— Start of Records provided —
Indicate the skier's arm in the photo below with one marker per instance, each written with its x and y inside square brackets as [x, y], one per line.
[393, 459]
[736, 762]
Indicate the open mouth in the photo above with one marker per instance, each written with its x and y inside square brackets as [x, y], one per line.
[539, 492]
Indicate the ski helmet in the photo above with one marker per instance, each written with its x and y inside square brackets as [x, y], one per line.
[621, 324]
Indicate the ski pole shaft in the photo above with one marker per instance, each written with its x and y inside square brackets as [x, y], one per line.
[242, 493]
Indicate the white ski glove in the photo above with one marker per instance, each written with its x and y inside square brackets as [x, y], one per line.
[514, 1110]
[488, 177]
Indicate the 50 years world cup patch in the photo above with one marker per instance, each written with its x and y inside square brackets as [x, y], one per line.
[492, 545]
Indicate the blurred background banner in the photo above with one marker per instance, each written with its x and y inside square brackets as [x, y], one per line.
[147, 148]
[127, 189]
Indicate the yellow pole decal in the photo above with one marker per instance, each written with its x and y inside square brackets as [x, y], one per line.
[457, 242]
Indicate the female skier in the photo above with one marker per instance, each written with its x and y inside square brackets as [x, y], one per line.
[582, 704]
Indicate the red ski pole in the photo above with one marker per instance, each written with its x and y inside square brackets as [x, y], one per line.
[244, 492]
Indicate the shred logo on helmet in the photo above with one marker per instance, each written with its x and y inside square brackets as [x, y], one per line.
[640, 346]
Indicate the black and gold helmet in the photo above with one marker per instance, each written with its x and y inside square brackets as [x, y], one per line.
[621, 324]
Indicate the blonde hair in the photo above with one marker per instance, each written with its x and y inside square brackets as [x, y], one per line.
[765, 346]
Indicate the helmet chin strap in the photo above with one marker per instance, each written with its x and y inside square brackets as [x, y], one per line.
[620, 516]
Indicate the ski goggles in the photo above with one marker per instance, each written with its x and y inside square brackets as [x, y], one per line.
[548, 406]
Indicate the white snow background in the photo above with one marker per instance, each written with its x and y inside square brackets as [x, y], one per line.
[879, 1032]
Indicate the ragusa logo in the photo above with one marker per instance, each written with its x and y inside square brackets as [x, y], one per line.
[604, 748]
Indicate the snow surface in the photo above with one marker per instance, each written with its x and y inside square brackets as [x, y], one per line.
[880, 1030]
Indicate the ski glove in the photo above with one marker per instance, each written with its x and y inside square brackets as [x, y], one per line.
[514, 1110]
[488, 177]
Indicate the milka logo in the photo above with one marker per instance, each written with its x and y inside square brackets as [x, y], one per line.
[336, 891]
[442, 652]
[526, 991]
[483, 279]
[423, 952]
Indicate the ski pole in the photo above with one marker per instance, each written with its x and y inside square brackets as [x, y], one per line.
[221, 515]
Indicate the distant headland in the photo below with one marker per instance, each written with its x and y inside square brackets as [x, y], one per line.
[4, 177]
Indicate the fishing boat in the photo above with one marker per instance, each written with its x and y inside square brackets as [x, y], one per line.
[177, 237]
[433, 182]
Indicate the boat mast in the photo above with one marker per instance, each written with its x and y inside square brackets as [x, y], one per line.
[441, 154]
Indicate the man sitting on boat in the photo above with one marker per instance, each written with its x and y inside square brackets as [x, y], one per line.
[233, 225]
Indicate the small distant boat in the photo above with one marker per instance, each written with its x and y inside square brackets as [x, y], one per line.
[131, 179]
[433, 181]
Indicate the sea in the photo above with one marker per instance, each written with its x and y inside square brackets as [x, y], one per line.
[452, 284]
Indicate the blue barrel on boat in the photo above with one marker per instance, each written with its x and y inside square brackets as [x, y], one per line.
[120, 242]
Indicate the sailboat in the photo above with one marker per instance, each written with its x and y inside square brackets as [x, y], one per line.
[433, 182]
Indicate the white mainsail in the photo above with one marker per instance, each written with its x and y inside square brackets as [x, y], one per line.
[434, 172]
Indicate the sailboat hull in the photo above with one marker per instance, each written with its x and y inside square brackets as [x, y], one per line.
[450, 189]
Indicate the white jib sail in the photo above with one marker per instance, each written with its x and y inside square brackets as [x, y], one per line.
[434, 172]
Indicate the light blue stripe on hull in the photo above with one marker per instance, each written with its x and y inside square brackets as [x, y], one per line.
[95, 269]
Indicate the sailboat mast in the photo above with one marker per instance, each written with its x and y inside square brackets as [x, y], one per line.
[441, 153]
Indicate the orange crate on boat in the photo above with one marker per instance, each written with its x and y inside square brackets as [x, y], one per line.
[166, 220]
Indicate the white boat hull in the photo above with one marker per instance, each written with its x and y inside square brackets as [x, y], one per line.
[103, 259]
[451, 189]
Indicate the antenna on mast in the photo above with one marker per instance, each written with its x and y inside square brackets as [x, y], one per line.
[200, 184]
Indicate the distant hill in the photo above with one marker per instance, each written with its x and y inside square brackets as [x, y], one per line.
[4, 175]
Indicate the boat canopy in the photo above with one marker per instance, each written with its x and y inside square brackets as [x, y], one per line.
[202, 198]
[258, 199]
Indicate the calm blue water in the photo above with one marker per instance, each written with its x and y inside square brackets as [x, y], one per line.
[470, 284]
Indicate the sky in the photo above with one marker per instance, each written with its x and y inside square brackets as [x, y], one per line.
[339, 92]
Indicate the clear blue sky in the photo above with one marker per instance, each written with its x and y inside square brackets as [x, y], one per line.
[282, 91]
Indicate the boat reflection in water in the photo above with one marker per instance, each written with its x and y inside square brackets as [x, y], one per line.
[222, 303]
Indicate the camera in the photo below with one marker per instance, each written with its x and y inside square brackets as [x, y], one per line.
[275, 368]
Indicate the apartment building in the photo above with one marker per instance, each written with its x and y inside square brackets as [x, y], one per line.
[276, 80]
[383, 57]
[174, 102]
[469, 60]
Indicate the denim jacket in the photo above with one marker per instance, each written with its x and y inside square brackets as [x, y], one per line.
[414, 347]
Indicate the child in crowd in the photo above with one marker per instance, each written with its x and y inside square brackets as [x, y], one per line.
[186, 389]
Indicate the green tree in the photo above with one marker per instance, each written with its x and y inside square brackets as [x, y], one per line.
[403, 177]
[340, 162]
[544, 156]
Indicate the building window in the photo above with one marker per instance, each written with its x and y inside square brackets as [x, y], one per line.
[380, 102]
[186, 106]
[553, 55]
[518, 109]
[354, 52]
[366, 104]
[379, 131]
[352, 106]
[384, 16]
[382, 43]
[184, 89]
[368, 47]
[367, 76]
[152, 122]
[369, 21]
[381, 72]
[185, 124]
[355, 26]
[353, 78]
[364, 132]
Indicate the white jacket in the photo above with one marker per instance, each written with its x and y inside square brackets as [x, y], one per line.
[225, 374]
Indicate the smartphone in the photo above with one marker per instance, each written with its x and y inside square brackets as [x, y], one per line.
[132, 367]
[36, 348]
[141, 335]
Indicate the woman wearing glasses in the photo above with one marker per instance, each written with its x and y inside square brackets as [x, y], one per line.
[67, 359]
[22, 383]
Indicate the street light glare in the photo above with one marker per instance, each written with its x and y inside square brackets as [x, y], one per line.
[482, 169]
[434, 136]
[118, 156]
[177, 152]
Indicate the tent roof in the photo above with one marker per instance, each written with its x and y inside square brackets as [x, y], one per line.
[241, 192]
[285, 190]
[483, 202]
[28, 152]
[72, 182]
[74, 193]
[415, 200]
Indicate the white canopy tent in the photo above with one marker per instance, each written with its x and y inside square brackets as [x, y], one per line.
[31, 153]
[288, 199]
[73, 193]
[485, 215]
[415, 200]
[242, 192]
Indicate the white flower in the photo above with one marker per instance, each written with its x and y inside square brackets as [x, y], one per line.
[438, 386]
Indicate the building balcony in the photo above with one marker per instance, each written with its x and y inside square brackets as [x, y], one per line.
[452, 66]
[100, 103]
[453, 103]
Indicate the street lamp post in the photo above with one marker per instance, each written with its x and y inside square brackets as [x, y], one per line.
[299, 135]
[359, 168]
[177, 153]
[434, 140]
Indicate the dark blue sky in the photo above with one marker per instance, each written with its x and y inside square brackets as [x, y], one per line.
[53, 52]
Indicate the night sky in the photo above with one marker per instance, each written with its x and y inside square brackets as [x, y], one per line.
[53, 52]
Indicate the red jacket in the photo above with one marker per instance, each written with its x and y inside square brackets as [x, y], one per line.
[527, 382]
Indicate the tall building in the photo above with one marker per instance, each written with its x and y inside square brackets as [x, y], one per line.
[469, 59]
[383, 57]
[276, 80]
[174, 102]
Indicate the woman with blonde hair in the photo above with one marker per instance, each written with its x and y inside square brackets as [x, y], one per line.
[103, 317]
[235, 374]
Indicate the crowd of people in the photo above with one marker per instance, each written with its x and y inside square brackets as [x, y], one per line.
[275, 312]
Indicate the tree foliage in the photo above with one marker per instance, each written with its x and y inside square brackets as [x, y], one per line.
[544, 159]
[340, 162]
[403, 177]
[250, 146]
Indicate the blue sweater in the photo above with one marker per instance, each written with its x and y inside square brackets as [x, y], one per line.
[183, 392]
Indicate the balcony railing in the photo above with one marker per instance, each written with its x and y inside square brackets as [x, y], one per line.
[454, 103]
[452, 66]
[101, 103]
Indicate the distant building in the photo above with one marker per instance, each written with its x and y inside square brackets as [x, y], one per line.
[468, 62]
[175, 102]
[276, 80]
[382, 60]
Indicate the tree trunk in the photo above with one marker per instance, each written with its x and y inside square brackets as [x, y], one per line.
— End of Records provided —
What needs to be done = Render the part of the records that opens with the line containing "Indicate the white snow" and closes with the line containing "[879, 1032]" as a two-column CSV with the headers record_text and answer. Each record gets one row, with its text and its answer each in a single quoted field and any line breaks replaced by spaces.

Task output =
record_text,answer
"Indicate the white snow background in the photo above with one marker per instance, each written with its x and y inside square brackets as [x, y], one per line.","[879, 1032]"